*Work required*
Gather every line of the records below that contains the string "light" and list them.

-- BEGIN --

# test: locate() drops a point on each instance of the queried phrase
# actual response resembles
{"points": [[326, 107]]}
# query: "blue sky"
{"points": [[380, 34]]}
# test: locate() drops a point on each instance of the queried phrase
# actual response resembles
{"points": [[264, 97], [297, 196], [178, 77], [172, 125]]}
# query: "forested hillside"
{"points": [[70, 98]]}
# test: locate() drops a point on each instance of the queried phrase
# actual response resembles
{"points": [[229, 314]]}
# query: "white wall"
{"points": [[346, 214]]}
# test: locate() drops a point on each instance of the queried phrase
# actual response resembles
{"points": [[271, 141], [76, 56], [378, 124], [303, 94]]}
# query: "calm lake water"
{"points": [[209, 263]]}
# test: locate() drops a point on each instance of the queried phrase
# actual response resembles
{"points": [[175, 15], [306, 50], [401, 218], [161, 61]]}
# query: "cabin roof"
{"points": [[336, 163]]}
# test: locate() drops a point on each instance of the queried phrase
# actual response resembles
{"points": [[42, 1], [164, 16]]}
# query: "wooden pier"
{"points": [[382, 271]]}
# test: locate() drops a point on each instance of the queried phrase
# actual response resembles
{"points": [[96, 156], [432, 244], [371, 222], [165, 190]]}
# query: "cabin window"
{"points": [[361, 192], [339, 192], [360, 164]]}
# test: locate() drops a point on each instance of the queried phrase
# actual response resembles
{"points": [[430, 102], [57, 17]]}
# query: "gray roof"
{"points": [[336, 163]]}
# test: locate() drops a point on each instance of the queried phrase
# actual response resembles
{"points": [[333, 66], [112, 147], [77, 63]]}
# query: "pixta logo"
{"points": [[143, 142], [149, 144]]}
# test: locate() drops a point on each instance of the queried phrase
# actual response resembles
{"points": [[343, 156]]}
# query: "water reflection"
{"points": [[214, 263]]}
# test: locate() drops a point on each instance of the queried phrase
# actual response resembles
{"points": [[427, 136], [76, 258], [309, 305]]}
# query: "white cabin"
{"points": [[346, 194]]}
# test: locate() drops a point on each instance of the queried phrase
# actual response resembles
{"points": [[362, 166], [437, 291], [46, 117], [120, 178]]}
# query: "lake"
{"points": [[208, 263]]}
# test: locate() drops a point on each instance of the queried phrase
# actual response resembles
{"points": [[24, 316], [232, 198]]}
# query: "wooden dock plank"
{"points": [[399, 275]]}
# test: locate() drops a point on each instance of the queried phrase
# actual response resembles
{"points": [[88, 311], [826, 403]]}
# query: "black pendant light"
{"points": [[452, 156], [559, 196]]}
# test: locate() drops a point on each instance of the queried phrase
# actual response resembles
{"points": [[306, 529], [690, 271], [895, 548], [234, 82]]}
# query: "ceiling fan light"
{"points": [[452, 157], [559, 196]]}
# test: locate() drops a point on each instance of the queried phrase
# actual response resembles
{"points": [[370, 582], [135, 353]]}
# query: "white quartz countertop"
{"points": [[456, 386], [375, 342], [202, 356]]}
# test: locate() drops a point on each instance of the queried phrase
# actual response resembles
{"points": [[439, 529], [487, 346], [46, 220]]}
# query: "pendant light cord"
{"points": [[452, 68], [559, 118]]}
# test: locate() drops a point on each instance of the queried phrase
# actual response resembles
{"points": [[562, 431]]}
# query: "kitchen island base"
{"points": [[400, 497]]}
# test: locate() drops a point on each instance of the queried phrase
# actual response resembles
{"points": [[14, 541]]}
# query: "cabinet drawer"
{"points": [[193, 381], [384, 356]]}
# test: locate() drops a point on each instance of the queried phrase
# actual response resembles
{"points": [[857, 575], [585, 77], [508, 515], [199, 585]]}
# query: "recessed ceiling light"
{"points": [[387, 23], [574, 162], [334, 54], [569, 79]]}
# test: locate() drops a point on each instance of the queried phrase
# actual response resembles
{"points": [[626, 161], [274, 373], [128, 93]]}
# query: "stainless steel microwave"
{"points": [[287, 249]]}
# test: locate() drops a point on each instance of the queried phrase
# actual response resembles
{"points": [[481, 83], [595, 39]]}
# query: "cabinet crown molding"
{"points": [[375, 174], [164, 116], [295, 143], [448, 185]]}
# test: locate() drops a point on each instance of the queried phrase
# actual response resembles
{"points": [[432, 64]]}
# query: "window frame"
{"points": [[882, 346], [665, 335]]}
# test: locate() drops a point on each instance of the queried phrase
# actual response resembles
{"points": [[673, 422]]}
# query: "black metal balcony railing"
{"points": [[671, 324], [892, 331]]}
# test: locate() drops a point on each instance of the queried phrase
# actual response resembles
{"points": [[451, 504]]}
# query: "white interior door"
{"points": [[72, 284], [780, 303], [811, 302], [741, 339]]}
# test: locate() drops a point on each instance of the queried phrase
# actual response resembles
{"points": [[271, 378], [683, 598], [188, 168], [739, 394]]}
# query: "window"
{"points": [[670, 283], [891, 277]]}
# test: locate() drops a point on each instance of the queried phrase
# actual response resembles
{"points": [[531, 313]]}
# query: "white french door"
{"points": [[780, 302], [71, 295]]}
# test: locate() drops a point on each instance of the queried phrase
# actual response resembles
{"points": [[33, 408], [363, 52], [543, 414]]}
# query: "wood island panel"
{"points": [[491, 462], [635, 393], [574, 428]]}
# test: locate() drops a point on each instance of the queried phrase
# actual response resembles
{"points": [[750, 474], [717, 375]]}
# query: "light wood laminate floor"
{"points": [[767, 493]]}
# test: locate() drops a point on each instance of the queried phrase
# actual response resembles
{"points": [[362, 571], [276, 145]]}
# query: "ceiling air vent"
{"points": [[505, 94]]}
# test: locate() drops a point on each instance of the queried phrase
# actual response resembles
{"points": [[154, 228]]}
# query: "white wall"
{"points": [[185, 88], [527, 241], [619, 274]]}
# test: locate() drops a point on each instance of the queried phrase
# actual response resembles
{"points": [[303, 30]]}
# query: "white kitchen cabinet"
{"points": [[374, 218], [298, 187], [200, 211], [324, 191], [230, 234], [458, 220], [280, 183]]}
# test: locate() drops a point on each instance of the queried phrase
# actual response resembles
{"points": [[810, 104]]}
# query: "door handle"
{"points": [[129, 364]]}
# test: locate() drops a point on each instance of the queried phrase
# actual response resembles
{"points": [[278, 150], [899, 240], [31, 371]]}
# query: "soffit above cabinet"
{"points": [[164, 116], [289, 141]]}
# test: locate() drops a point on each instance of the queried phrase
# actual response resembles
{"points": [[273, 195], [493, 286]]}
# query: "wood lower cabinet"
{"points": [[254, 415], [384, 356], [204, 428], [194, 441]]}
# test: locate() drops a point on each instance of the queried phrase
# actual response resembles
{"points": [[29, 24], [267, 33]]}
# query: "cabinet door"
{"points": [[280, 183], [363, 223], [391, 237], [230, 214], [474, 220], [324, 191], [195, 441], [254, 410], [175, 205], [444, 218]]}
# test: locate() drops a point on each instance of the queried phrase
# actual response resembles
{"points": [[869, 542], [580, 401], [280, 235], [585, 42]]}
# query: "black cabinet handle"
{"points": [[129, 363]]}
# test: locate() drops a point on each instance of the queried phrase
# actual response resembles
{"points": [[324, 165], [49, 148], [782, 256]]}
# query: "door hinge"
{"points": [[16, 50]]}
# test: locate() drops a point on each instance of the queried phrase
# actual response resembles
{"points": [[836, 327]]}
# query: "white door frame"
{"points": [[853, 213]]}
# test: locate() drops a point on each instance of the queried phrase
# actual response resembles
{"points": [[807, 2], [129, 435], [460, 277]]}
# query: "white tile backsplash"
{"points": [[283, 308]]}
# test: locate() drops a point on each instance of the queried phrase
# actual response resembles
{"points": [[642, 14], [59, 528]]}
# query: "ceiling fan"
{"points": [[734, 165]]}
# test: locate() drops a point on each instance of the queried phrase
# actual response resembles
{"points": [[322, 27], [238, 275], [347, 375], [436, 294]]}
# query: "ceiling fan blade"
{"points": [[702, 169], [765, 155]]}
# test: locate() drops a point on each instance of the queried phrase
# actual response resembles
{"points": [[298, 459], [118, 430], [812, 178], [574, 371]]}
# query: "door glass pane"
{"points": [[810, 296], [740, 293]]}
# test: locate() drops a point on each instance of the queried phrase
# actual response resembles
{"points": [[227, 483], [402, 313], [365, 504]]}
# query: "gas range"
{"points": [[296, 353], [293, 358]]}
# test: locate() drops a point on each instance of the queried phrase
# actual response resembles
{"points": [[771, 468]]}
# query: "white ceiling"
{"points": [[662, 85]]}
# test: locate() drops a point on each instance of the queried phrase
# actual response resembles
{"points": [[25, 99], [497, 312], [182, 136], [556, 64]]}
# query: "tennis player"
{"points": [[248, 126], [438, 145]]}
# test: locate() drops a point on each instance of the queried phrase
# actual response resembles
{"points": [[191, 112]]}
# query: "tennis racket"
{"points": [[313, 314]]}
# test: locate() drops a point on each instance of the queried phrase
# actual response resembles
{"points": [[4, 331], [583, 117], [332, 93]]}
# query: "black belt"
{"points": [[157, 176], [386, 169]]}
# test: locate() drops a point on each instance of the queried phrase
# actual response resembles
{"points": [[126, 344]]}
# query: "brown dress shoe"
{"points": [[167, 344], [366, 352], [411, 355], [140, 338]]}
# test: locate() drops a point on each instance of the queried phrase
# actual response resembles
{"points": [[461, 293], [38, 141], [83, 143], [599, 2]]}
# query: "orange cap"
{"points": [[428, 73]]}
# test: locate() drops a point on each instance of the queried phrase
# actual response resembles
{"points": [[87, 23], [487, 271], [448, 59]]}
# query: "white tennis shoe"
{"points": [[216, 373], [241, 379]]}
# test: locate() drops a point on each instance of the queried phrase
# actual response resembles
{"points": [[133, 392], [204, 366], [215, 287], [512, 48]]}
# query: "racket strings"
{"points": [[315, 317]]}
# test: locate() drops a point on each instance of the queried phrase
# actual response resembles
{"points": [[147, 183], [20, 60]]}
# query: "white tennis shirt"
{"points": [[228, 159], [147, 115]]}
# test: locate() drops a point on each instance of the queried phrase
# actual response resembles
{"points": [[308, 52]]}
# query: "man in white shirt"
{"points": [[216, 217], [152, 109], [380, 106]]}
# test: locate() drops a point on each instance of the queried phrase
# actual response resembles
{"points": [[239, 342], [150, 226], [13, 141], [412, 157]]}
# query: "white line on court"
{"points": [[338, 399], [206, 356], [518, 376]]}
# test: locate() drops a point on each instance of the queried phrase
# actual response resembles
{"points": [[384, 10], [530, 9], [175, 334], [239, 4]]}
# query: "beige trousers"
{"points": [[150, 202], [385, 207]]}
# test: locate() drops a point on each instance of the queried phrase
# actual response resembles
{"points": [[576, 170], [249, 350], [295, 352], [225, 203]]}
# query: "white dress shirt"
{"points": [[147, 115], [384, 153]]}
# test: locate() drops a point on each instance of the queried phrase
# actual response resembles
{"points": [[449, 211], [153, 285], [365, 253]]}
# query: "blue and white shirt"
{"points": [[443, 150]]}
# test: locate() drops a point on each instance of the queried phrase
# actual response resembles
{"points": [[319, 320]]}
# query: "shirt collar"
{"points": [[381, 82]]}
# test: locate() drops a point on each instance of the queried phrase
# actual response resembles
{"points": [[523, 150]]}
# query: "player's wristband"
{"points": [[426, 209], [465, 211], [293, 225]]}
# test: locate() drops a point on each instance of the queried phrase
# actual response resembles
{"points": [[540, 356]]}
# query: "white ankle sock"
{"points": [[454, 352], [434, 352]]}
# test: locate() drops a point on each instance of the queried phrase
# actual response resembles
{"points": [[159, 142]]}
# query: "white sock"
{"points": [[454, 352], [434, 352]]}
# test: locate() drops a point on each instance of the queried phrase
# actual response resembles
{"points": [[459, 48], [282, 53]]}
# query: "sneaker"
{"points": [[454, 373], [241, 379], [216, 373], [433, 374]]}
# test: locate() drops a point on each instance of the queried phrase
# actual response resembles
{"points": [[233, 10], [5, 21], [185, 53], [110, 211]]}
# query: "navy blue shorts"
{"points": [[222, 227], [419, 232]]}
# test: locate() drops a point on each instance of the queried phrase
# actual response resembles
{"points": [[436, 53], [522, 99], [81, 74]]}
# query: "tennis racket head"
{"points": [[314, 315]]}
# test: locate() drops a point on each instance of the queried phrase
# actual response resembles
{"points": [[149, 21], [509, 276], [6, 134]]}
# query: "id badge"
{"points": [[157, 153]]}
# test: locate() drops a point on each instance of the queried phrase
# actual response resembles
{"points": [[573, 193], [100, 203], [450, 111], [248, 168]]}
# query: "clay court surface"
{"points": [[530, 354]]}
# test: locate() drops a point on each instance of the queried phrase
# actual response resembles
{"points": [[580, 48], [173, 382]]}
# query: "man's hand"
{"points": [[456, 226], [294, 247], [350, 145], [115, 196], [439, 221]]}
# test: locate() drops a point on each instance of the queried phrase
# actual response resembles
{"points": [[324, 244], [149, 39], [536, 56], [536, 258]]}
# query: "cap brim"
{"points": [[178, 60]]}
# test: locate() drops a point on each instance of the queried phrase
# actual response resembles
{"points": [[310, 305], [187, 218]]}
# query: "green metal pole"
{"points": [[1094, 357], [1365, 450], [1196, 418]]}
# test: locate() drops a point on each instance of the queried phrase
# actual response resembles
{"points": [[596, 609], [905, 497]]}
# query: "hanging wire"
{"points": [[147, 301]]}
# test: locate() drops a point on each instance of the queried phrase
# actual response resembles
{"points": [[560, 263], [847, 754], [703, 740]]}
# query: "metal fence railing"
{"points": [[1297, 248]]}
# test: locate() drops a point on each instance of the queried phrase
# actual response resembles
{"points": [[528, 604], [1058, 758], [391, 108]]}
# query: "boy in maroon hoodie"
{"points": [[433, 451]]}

-- END --

*Response for this exercise*
# query: "black pendant light"
# query: "ceiling fan light"
# query: "pendant light cord"
# query: "recessed ceiling light"
# query: "light wood laminate floor"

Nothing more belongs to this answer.